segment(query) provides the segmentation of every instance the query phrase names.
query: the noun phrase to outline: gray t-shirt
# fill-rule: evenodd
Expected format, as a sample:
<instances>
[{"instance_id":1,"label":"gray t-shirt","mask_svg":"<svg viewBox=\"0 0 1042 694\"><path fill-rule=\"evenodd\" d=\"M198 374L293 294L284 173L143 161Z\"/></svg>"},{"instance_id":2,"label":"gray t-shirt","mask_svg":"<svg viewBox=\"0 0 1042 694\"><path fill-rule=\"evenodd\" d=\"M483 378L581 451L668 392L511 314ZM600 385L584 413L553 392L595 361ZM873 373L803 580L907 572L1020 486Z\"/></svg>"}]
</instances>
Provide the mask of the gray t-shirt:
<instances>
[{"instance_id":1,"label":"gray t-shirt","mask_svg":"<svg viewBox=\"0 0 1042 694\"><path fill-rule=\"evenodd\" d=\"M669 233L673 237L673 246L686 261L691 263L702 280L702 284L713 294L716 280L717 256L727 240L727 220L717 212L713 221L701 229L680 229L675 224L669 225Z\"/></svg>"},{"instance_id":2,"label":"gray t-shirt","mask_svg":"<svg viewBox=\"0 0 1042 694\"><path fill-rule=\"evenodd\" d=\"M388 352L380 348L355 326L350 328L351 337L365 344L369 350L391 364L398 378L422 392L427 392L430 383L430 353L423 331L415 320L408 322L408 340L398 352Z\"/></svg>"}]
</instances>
========
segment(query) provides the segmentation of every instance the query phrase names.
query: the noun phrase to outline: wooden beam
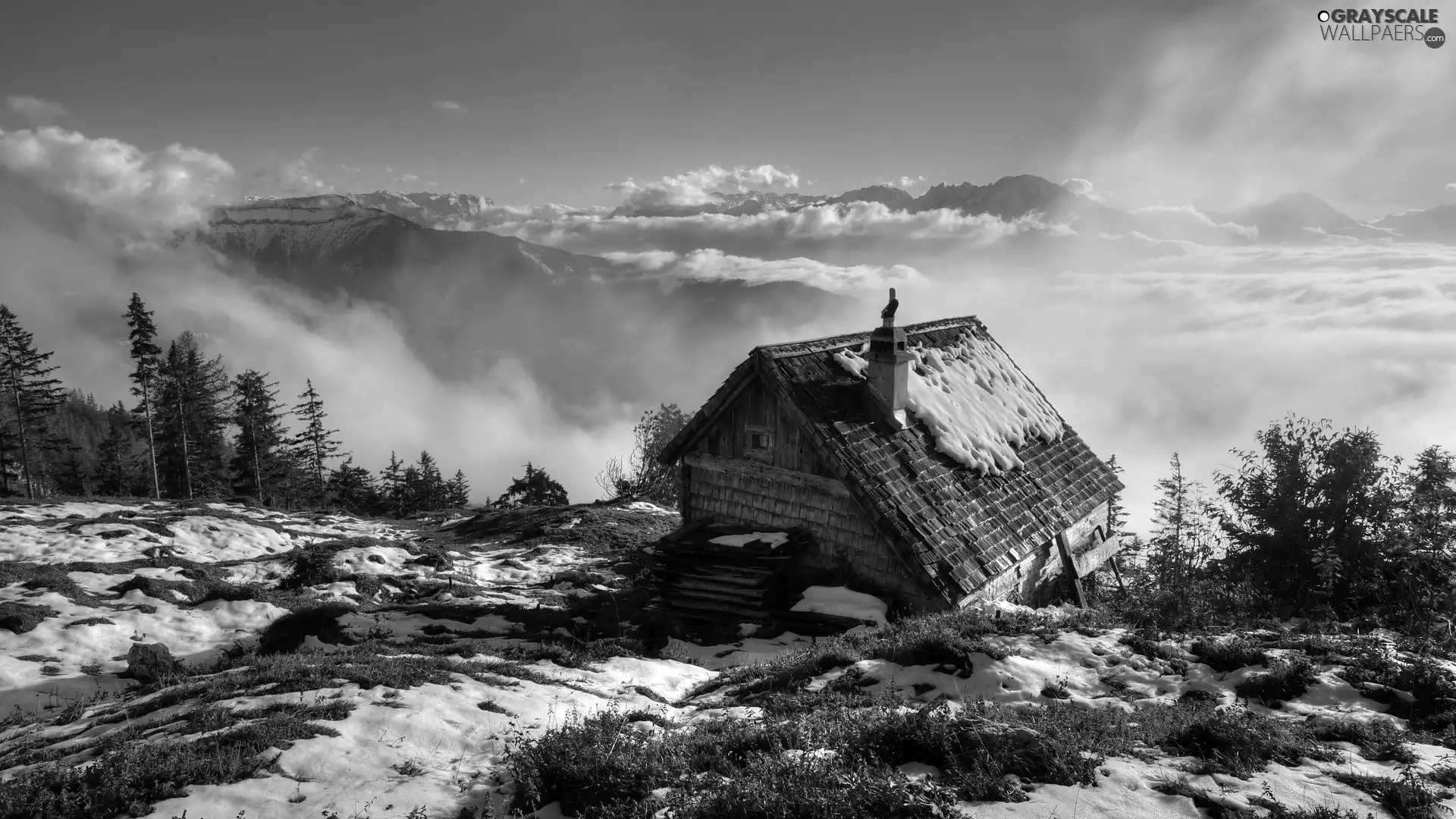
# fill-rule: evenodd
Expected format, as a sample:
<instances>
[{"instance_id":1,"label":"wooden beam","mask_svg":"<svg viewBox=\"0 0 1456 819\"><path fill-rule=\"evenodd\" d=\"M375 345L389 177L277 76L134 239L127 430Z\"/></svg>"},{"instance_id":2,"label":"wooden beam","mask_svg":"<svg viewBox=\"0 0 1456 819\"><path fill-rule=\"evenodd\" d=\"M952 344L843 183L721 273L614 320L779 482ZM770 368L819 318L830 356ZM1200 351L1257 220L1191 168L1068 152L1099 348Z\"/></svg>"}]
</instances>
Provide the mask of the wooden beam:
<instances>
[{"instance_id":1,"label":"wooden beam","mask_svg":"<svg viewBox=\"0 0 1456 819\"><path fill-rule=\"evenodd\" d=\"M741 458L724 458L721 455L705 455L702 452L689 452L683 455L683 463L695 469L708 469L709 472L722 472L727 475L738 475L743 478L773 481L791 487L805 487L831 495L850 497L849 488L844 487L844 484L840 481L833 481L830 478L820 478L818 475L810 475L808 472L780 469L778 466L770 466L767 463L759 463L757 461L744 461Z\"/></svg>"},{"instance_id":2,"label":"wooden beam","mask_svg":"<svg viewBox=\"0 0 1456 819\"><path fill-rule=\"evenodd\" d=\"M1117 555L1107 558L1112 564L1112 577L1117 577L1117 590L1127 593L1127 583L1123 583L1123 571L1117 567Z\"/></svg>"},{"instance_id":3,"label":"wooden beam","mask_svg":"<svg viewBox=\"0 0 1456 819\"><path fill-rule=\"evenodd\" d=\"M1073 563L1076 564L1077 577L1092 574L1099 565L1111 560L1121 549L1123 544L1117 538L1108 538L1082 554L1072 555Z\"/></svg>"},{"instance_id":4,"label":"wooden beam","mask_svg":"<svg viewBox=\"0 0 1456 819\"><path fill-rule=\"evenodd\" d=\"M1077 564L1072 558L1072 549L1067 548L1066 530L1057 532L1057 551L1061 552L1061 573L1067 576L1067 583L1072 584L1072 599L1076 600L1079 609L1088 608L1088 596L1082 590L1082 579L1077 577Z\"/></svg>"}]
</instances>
========
-- TO BE DONE --
Count the lines in the entries above that contain the word "query" and give only that number.

-- CORRECT ANSWER --
4